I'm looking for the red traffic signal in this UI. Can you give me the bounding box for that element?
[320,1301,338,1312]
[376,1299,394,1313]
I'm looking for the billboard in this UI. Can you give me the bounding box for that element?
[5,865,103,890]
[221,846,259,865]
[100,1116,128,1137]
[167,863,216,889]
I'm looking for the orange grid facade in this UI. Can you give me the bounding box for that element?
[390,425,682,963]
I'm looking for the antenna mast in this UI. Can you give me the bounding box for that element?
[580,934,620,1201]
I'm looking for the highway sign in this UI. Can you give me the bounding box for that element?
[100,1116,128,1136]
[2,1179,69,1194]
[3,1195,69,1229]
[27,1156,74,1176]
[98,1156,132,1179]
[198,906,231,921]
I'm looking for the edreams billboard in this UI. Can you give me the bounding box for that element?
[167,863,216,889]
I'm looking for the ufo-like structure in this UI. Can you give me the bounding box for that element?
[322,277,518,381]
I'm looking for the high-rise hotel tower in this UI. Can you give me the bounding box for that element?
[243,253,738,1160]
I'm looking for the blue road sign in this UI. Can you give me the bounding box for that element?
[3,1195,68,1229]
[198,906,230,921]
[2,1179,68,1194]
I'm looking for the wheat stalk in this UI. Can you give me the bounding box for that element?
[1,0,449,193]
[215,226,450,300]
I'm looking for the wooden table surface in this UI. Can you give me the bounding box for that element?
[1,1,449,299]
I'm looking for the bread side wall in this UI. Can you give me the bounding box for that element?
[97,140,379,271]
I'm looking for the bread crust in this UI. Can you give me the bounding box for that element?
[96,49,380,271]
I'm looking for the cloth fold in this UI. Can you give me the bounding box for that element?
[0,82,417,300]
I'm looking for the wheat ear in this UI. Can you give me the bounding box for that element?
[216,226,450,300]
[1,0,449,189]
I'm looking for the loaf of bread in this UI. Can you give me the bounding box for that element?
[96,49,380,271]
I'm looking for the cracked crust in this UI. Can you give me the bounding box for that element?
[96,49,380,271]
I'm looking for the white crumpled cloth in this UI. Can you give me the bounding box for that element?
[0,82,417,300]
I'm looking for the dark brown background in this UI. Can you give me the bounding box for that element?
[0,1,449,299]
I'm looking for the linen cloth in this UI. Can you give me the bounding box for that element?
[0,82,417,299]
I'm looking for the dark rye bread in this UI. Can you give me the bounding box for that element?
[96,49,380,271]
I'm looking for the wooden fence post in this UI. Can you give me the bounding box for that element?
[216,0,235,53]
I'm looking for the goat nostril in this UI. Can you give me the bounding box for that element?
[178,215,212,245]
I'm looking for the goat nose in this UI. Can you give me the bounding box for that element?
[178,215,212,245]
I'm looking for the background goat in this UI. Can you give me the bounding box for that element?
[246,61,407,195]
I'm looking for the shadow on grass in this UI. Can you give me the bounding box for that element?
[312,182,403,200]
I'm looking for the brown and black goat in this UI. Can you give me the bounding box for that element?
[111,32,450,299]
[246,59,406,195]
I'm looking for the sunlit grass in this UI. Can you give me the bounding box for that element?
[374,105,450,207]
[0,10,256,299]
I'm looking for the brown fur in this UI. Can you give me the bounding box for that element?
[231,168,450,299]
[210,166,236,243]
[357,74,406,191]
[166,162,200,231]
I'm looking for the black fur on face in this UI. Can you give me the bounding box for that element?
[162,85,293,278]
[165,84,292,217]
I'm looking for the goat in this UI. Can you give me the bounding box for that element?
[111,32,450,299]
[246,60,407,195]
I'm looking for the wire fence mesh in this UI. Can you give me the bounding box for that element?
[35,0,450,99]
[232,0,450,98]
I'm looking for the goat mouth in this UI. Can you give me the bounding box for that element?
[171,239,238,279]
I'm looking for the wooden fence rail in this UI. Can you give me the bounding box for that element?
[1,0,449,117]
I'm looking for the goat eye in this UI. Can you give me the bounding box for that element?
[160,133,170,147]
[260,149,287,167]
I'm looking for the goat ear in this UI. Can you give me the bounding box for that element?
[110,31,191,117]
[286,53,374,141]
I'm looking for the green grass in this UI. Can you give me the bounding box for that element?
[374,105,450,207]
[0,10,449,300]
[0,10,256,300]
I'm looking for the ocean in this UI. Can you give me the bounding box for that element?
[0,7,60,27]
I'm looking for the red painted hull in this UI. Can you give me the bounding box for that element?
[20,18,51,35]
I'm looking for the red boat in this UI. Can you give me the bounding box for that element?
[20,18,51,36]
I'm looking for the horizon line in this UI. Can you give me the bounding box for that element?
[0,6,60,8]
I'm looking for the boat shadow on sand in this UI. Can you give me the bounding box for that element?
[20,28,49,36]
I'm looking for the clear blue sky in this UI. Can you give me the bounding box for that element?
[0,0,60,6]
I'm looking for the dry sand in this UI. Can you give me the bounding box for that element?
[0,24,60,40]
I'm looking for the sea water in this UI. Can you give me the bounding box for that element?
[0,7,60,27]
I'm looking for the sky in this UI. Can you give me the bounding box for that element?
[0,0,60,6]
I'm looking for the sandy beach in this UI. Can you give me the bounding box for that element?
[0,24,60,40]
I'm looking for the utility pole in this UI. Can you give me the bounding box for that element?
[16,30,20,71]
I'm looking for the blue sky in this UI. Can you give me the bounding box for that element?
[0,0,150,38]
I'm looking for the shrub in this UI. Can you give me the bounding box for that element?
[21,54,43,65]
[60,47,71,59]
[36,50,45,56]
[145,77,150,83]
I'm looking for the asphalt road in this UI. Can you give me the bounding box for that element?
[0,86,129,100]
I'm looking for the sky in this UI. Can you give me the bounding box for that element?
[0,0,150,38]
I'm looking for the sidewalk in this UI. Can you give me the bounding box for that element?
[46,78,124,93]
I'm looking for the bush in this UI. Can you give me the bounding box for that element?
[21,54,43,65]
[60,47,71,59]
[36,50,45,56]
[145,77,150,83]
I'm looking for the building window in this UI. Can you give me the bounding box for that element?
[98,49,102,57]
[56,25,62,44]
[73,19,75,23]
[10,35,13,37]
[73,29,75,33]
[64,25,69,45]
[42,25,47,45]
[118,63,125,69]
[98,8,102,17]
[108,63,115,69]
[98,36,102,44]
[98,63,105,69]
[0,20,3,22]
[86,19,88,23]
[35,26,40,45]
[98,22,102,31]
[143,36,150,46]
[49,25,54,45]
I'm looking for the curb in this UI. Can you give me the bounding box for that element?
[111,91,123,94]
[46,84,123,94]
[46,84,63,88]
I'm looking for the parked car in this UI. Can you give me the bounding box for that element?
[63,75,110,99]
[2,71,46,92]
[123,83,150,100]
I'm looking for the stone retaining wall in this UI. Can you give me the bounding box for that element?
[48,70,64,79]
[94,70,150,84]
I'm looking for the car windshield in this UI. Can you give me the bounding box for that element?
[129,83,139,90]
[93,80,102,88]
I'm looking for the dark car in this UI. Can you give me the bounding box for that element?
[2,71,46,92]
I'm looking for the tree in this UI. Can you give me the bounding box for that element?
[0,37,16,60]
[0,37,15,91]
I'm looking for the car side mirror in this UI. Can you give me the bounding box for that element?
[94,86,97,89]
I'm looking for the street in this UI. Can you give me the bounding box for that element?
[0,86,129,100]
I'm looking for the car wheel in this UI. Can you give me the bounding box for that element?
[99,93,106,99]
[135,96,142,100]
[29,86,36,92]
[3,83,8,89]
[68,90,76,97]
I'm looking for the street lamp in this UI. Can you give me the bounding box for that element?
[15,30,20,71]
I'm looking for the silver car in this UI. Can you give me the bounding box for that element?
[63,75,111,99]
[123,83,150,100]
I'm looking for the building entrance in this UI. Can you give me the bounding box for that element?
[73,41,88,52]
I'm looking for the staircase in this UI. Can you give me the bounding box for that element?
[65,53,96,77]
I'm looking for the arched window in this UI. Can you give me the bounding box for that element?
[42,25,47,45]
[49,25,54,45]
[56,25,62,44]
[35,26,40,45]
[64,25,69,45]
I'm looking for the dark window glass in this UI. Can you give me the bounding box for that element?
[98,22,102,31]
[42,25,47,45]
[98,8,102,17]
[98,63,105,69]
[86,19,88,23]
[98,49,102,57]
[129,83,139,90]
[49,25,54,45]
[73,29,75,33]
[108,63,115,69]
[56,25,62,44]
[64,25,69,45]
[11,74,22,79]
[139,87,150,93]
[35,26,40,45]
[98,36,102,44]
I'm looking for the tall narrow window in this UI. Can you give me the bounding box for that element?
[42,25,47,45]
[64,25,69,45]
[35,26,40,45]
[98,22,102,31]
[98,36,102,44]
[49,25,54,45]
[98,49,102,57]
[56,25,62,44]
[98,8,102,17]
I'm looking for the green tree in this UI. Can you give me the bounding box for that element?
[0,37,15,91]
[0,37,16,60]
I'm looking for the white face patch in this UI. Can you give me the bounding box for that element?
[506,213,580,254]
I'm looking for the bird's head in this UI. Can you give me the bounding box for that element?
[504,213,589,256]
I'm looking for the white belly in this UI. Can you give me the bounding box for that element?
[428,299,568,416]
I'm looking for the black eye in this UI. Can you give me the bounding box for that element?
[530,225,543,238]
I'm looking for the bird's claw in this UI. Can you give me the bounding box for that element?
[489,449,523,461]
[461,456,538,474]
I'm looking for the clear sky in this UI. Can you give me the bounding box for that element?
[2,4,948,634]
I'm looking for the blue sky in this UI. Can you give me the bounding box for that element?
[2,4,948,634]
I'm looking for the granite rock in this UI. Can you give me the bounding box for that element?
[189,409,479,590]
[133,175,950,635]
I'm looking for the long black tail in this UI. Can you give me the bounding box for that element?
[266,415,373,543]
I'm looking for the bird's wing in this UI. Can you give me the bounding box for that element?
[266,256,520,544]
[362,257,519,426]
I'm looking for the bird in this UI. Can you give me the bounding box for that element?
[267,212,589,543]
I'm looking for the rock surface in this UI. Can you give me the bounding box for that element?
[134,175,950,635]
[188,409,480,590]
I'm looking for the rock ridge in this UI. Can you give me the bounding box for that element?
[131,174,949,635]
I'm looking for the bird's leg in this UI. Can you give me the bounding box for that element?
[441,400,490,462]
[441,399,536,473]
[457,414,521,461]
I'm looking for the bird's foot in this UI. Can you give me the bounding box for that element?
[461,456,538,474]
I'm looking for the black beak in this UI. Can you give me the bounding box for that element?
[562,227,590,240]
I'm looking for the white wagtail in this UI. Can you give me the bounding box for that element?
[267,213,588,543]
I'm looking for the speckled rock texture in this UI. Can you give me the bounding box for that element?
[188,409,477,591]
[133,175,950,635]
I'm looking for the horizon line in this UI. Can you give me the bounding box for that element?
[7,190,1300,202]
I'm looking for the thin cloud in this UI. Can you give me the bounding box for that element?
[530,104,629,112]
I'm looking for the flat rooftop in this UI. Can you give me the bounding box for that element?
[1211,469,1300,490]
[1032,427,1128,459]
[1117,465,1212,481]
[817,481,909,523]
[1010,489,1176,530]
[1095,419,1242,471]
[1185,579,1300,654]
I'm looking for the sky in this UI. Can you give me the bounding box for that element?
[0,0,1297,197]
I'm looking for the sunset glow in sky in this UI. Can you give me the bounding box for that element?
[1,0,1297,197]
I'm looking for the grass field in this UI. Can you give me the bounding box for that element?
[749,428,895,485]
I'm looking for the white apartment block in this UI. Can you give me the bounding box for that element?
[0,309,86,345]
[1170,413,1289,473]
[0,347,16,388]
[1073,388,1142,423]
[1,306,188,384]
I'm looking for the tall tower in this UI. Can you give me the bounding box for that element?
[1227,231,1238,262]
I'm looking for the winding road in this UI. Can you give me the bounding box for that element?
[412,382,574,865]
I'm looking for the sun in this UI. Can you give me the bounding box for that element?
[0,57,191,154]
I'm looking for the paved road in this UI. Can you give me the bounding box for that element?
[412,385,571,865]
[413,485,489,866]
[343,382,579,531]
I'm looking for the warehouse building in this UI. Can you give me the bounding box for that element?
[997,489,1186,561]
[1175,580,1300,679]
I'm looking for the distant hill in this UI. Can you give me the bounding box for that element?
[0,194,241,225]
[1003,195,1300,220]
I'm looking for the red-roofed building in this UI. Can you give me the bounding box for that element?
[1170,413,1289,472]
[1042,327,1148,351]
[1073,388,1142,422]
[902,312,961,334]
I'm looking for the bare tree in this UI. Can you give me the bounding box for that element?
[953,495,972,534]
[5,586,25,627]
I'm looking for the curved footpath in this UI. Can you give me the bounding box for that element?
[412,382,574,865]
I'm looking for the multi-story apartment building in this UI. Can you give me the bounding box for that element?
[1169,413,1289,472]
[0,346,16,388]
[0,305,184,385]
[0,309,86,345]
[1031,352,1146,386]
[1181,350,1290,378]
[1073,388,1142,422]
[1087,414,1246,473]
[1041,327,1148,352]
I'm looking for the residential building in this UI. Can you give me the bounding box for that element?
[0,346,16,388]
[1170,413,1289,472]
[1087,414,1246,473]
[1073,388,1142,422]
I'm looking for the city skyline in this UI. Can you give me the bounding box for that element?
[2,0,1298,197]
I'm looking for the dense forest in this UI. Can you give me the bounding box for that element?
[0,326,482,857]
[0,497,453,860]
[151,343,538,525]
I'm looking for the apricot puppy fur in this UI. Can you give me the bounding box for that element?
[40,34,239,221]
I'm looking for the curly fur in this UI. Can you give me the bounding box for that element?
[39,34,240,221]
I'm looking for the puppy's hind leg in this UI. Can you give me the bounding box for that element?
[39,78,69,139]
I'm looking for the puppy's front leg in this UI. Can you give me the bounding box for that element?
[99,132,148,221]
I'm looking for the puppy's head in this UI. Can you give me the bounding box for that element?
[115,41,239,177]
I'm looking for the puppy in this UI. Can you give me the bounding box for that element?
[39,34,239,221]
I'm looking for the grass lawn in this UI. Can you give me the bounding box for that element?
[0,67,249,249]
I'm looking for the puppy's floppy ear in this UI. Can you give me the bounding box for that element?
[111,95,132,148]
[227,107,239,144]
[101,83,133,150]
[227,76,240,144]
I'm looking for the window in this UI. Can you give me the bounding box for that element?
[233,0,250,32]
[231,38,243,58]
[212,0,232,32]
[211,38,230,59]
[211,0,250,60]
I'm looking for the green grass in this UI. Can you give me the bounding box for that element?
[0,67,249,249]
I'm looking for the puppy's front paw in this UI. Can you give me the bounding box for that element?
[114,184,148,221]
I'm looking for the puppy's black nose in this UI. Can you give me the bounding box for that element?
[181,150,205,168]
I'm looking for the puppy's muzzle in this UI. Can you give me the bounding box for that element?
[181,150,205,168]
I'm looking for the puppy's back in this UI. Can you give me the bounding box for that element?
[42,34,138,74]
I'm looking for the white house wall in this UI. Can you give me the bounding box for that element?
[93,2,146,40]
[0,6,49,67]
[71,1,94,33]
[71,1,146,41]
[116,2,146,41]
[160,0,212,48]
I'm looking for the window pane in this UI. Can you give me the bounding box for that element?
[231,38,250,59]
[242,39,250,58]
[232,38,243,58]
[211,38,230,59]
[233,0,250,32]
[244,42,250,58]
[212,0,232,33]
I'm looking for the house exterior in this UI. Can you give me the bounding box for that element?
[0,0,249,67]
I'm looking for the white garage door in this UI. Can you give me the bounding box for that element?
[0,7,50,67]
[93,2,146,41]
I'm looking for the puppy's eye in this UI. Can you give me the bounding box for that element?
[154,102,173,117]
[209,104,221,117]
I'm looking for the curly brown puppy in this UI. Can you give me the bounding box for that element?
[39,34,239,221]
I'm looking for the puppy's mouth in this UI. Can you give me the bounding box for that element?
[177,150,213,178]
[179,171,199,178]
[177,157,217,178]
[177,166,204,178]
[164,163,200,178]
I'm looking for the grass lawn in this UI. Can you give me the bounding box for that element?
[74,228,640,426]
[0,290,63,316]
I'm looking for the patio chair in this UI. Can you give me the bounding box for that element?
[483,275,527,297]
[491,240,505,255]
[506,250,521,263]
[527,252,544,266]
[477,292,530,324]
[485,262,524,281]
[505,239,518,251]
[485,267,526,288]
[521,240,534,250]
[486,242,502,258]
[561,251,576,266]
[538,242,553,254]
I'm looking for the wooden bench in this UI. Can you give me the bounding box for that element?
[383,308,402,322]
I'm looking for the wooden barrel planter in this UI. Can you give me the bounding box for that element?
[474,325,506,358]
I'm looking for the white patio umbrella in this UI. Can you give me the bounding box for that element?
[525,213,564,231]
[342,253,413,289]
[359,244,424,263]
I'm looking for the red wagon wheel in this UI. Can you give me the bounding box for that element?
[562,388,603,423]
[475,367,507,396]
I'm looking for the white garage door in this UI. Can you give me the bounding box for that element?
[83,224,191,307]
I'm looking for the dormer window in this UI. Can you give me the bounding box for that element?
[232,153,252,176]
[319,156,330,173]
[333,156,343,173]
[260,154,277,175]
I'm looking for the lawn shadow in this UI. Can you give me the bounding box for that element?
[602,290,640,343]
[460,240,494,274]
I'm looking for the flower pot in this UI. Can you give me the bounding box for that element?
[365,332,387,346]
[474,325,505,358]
+++
▶ **ASSIGNED TASK**:
Beginning at the line with "I'm looking for the dormer" and ending at the last line of the entries, print every line exactly.

▶ **WRITTEN RESPONSE**:
I'm looking for the dormer window in this UI. Can you give me the bounding box for that element?
[232,153,252,176]
[319,156,330,173]
[333,156,343,173]
[260,154,277,175]
I'm looking for the lawn shadow in this UI. Can you give me the bounding box for that element?
[602,290,640,343]
[460,240,494,274]
I'm looking for the flower pot in this UI. Can you give me the bounding box for that element?
[365,332,387,346]
[474,325,505,358]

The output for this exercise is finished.